### Exercise directions
Below is a block of data; give all of it again word for word.
· · · · ·
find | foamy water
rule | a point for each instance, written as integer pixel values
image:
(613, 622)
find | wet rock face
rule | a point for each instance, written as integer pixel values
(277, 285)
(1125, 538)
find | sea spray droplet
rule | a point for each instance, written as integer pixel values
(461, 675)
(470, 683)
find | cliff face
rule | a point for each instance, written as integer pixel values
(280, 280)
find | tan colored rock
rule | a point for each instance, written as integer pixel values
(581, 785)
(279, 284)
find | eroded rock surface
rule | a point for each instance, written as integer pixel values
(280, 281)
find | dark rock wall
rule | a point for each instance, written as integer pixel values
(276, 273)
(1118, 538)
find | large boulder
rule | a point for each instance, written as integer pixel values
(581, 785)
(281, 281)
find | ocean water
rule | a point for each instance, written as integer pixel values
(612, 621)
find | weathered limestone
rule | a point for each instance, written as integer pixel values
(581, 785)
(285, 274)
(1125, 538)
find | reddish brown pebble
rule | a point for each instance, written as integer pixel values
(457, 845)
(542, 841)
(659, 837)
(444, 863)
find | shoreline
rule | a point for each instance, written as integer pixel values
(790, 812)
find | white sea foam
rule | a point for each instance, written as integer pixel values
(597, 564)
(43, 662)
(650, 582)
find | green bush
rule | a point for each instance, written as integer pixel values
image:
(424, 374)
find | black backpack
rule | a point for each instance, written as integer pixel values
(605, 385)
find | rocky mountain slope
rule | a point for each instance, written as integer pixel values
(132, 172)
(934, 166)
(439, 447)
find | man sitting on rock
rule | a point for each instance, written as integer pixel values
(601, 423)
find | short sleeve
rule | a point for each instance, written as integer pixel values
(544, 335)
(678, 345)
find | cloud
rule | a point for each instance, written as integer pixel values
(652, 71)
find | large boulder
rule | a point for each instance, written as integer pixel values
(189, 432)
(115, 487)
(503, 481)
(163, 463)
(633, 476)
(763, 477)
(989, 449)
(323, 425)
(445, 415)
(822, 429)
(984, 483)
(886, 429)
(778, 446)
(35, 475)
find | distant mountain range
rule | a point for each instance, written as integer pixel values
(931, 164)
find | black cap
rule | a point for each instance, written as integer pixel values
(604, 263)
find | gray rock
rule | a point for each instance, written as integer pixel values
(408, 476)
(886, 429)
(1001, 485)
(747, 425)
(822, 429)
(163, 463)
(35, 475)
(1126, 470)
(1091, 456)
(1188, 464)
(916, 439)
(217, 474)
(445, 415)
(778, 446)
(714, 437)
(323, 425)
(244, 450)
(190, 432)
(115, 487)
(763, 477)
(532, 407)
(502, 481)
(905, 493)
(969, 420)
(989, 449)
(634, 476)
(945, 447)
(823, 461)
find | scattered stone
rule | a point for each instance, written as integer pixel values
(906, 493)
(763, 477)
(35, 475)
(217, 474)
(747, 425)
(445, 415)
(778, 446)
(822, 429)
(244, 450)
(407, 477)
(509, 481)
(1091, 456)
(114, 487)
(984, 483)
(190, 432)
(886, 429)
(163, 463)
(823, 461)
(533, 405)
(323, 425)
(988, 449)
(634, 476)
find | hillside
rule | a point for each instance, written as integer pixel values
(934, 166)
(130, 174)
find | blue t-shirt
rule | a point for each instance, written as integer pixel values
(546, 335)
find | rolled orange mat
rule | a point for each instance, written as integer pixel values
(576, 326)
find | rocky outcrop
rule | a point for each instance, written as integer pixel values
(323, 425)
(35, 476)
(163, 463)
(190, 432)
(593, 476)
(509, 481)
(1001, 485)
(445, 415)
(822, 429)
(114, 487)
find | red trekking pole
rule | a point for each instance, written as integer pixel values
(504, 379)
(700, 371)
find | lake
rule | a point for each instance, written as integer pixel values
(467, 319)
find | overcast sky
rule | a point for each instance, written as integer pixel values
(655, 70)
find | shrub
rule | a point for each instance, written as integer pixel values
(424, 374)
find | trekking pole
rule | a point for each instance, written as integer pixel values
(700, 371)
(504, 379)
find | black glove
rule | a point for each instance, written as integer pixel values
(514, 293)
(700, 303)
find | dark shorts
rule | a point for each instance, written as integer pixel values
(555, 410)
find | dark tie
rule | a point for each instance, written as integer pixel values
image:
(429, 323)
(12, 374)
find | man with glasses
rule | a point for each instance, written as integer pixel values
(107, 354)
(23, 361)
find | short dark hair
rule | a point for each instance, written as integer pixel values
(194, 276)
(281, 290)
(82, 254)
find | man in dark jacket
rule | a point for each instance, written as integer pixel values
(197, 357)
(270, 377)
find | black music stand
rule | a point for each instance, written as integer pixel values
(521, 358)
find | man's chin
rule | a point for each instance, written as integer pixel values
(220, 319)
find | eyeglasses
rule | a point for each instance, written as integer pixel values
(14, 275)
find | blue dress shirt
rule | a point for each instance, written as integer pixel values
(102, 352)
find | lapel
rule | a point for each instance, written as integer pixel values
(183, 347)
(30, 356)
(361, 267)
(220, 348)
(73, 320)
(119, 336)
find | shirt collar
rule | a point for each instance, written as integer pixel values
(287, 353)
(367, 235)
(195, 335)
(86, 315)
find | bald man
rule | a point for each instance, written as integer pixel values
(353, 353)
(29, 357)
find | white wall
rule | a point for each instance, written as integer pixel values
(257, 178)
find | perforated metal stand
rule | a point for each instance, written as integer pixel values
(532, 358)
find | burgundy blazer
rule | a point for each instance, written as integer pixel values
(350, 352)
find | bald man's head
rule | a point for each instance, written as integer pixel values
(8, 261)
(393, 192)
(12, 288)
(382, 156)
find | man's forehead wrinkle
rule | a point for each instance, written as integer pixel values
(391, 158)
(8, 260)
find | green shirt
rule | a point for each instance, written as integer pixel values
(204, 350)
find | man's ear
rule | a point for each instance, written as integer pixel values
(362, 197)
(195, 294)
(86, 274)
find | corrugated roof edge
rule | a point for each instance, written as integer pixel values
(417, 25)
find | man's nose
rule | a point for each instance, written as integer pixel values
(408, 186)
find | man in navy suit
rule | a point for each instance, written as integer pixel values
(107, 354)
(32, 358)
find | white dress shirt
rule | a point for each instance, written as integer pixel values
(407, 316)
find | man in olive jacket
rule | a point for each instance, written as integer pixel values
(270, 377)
· · · · ·
### Output below
find | foamy water
rule | a point for each instance, written as integer pixel values
image:
(613, 622)
find | wet rock face
rule | a point for each instance, written as integer pixel values
(277, 285)
(1125, 538)
find | sea spray droplet
rule | a point for each instance, written as integer pixel values
(461, 675)
(470, 683)
find | cliff face
rule | a point for each instance, written as integer pixel values
(280, 280)
find | tan colored rock
rule | a point for each instance, written as integer pixel values
(581, 785)
(279, 284)
find | eroded rock surface
rule | a point for each instance, written as integer pixel values
(280, 281)
find | dark rock wall
rule | a point for each instance, written as integer pixel values
(276, 273)
(1118, 538)
find | large boulder
rule | a point for each instance, written as integer pixel values
(581, 785)
(281, 281)
find | ocean water
rule | a point for each instance, written as integer pixel values
(612, 621)
find | weathered limestone
rule | a point for each instance, written as integer pixel values
(581, 785)
(285, 274)
(1125, 538)
find | reddish brown pebble
rule | a point for each instance, written as integer pixel values
(457, 845)
(542, 841)
(659, 837)
(444, 863)
find | shoreline
rule | a point for each instance, written as integer pixel values
(790, 812)
find | white sea foam
rule | a point for each instance, written as integer pixel values
(597, 564)
(43, 662)
(650, 582)
find | green bush
rule | a point for each instance, written as integer pixel values
image:
(424, 374)
find | black backpack
rule | a point for each instance, written as integer pixel values
(605, 385)
find | rocky mountain slope
rule | a point for each instance, written as integer pixel values
(132, 172)
(934, 166)
(439, 447)
find | man sitting on rock
rule | a point for each instance, written as integer pixel values
(601, 423)
find | short sleeve
rule | a point for each instance, written as integer pixel values
(544, 335)
(678, 345)
find | cloud
rule | a point for each instance, written as integer pixel values
(652, 71)
find | large boulder
rule | a point for each instance, written as integer pixel values
(189, 432)
(115, 487)
(503, 481)
(163, 463)
(633, 476)
(763, 477)
(989, 449)
(323, 425)
(445, 415)
(822, 429)
(984, 483)
(886, 429)
(778, 446)
(35, 475)
find | distant mountain range
rule | a point for each instance, written as integer pixel values
(931, 164)
find | black cap
rule | a point for each instance, written as integer pixel values
(604, 263)
find | gray rock
rule | a point for each instance, written as integer pixel values
(408, 476)
(886, 429)
(1001, 485)
(747, 425)
(822, 429)
(163, 463)
(35, 475)
(1126, 470)
(1091, 456)
(1188, 464)
(916, 439)
(217, 474)
(445, 415)
(778, 446)
(714, 437)
(323, 425)
(244, 450)
(190, 432)
(115, 487)
(763, 477)
(532, 407)
(502, 481)
(905, 493)
(969, 420)
(989, 449)
(634, 476)
(945, 447)
(823, 461)
find | scattered stone
rule | a point for each instance, written as integer pixel values
(906, 493)
(763, 477)
(35, 475)
(217, 474)
(747, 425)
(445, 415)
(778, 446)
(822, 429)
(244, 450)
(407, 477)
(509, 481)
(1091, 456)
(114, 487)
(984, 483)
(190, 432)
(886, 429)
(163, 463)
(823, 461)
(533, 405)
(323, 425)
(988, 449)
(634, 476)
find | hillside
rule | a point for each instance, written as integer pixel values
(934, 166)
(130, 174)
find | blue t-shirt
rule | a point for each instance, written as integer pixel values
(546, 335)
find | rolled orange mat
rule | a point for each instance, written as integer pixel values
(576, 326)
find | rocky outcrop
rule | a point for each instance, written as integer pixel values
(323, 425)
(35, 476)
(163, 463)
(190, 432)
(593, 476)
(509, 481)
(1001, 485)
(445, 415)
(822, 429)
(114, 487)
find | red trekking pole
rule | a point for each instance, written as integer pixel values
(504, 379)
(700, 371)
find | lake
rule | a point for each instance, written as integer pixel values
(467, 319)
find | overcast sky
rule | a point for each instance, written as integer pixel values
(655, 70)
find | shrub
rule | a point for each instance, written as integer pixel values
(424, 374)
find | trekking pole
rule | a point for each instance, written as integer pixel values
(700, 371)
(504, 379)
find | black glove
rule | a point for each instance, written as integer pixel values
(514, 293)
(700, 303)
find | dark shorts
rule | a point for each instance, written as integer pixel values
(555, 410)
find | dark tie
rule | a point for each instance, written as integer pixel values
image:
(429, 323)
(12, 374)
find | man with glasses
rule | a point for each instance, written as integer pixel values
(107, 354)
(23, 361)
find | short dark hair
rule | a point for each instance, written as integer pixel values
(194, 276)
(281, 290)
(82, 254)
find | man in dark jacket
rule | a point for each instance, written as integer pixel values
(197, 357)
(270, 377)
find | black music stand
rule | a point for each instance, written as integer pixel values
(521, 358)
find | man's chin
rule | a point for each instance, written as integer pixel values
(220, 319)
find | eyeglasses
rule | a point for each instance, written as integer pixel values
(14, 275)
find | blue dress shirt
rule | a point for each instance, written as integer pixel values
(102, 352)
find | lapel
rule | a point for each instance, written as integer pixel values
(183, 347)
(30, 356)
(361, 267)
(220, 348)
(73, 320)
(119, 336)
find | shirt collar
rule | a point for each instance, written as integer pixel values
(287, 353)
(367, 235)
(195, 335)
(86, 315)
find | bald man
rule | a point for each instance, written as integer pixel values
(353, 353)
(29, 357)
find | white wall
rule | a point for each instance, written as integer pixel values
(257, 178)
find | perforated metal stand
rule | a point for each instance, written as integer pixel values
(532, 358)
find | burgundy blazer
rule | a point for each instance, written as integer pixel values
(350, 352)
find | bald man's head
rule | a point for each instance, written as integer pixel values
(8, 261)
(393, 192)
(12, 288)
(382, 156)
find | man's forehead wrinkle
rule | a point for each instance, written as integer pixel values
(391, 158)
(8, 260)
find | green shirt
rule | a point for each instance, written as integer pixel values
(204, 350)
find | man's ear
rule | a point for each instance, written as integer pixel values
(362, 197)
(195, 294)
(86, 274)
find | corrugated roof edge
rule | a point for each instance, written as integer pixel values
(417, 25)
find | man's nose
rule | a point for each instance, written as integer pixel values
(408, 186)
find | man in navy suit
rule | a point for each instance, written as integer pixel values
(107, 354)
(32, 358)
find | white dress shirt
rule | a point for each instance, written as integer pixel values
(407, 316)
find | man in olive jacket
rule | a point for each instance, written as integer pixel values
(270, 377)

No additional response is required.